* [Requirement 1] Summarize the Teddy Roosevelt piece in two sentences.
* [Requirement 2] From the Teddy Roosevelt piece, quote the passage starting with "COMPLAINTS that our" and going on through "president, Teddy Roosevelt.".

Byline: - David Kronke

COMPLAINTS that our presidents of the past 40 years simply don't live up to the machismo or epigrammatic qualities of our greatest leaders are frequently due to comparisons with our 26th president, Teddy Roosevelt.

Roosevelt was an avowed hawk who led his Rough Riders to victory in Cuba in the war against Spain yet later became the first president to be awarded the Nobel Peace Prize. He was a man who faced down some of the wealthiest men on Earth, busting up monopolies for the good of ordinary Americans. He tirelessly battled political corruption, championed the creation of the Panama Canal, wrote 35 books despite his own dodgy spelling abilities and, when he realized he had left politics at too early an age, created a third political party, the Bull Moose Party, to run for a third term in office.

As one historian observes in writer/director/producer David deVries' wonderfully compiled documentary miniseries, ``TR: An American Lion,'' Roosevelt was ``the biggest character in American history.'' DeVries' lovingly assembled film makes a strong case for that statement.

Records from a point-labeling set
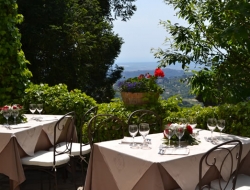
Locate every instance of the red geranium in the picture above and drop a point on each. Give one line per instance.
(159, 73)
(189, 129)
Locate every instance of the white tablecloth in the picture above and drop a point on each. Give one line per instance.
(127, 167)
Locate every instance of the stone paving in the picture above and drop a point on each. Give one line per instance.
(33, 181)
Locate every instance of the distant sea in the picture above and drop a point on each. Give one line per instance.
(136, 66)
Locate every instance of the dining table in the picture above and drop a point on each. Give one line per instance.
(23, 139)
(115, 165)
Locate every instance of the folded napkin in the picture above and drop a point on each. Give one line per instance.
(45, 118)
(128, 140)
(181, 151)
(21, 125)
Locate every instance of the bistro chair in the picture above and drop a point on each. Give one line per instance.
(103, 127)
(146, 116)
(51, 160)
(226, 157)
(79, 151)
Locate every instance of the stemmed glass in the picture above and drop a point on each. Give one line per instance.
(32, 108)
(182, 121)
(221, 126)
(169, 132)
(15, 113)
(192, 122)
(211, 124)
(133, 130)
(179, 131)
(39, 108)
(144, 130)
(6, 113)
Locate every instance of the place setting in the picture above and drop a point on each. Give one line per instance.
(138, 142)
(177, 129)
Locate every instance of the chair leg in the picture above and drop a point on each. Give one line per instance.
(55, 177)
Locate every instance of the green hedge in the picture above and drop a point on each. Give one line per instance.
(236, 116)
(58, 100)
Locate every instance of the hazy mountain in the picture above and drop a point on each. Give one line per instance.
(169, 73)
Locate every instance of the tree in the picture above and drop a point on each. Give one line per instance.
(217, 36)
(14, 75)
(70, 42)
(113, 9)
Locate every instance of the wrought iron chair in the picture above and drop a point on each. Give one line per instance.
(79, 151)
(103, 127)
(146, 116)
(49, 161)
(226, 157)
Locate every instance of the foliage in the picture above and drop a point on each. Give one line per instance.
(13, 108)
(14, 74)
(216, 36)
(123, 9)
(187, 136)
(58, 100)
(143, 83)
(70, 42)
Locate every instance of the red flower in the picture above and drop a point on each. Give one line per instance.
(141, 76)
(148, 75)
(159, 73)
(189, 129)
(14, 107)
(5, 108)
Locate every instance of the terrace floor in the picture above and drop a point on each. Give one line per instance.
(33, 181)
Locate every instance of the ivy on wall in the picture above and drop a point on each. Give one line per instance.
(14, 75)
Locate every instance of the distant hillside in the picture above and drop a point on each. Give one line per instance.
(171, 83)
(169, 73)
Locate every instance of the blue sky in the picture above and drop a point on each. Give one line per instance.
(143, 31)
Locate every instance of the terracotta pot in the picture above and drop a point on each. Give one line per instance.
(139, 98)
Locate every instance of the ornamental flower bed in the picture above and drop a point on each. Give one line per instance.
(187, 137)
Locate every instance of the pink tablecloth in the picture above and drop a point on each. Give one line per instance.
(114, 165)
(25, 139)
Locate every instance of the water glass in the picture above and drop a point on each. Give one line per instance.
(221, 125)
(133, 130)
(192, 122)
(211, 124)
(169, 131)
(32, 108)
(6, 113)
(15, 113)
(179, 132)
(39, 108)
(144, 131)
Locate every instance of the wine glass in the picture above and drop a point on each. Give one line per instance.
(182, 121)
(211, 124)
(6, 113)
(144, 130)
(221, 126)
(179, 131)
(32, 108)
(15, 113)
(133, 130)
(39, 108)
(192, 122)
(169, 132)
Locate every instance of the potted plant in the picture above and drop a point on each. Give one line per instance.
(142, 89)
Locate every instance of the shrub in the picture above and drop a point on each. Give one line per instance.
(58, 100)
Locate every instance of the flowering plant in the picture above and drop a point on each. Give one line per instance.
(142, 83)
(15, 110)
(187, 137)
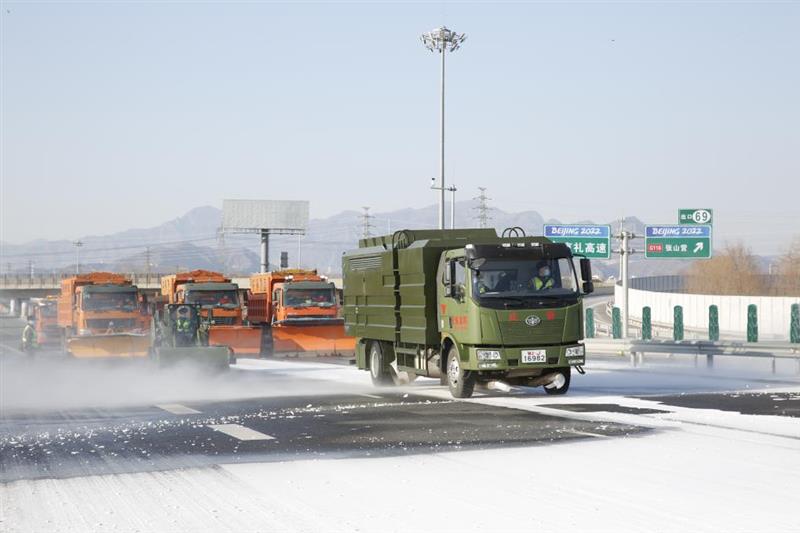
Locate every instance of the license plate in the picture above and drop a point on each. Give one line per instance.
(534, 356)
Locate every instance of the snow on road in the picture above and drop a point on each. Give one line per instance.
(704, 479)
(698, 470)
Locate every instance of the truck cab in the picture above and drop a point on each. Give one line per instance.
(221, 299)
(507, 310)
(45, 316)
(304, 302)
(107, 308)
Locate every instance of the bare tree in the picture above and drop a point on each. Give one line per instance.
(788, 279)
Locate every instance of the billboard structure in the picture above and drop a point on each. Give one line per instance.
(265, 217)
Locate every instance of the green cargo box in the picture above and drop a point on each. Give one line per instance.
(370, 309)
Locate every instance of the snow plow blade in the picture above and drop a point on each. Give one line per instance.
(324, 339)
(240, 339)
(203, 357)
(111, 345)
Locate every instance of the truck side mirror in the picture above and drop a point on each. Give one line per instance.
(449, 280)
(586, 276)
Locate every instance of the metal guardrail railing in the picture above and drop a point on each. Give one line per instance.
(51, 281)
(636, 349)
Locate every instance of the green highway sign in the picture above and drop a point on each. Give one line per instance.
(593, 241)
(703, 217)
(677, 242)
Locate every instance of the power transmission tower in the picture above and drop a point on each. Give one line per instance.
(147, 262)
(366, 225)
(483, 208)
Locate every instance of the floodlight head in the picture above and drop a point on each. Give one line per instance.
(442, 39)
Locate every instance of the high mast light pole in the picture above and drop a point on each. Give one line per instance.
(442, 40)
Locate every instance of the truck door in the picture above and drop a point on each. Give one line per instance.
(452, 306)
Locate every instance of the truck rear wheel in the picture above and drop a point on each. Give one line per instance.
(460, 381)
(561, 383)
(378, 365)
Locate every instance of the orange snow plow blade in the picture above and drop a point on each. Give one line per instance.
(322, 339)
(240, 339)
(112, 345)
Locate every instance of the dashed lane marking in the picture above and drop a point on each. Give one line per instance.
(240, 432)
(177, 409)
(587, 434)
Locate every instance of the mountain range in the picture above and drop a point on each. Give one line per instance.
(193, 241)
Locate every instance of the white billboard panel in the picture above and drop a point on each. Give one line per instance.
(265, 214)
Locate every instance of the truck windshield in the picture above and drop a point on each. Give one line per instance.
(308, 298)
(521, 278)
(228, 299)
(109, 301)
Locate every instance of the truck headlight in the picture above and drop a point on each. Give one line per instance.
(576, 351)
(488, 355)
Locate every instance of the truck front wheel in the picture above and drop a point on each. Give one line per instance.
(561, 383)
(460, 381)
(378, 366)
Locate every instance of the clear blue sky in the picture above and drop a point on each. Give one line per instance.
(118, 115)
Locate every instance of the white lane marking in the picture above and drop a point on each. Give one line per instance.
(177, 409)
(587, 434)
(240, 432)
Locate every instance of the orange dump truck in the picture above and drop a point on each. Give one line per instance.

* [Correct response 1] Teddy Roosevelt, the 26th president, is often the standard against which presidents of the past 40 years are judged and found lacking. He led the Rough Riders in Cuba, won the Nobel Peace Prize, broke up monopolies, fought corruption, championed the Panama Canal, wrote 35 books and formed the Bull Moose Party, and David deVries' documentary miniseries "TR: An American Lion" makes a strong case that he was "the biggest character in American history."

* [Correct response 2]
COMPLAINTS that our presidents of the past 40 years simply don't live up to the machismo or epigrammatic qualities of our greatest leaders are frequently due to comparisons with our 26th president, Teddy Roosevelt.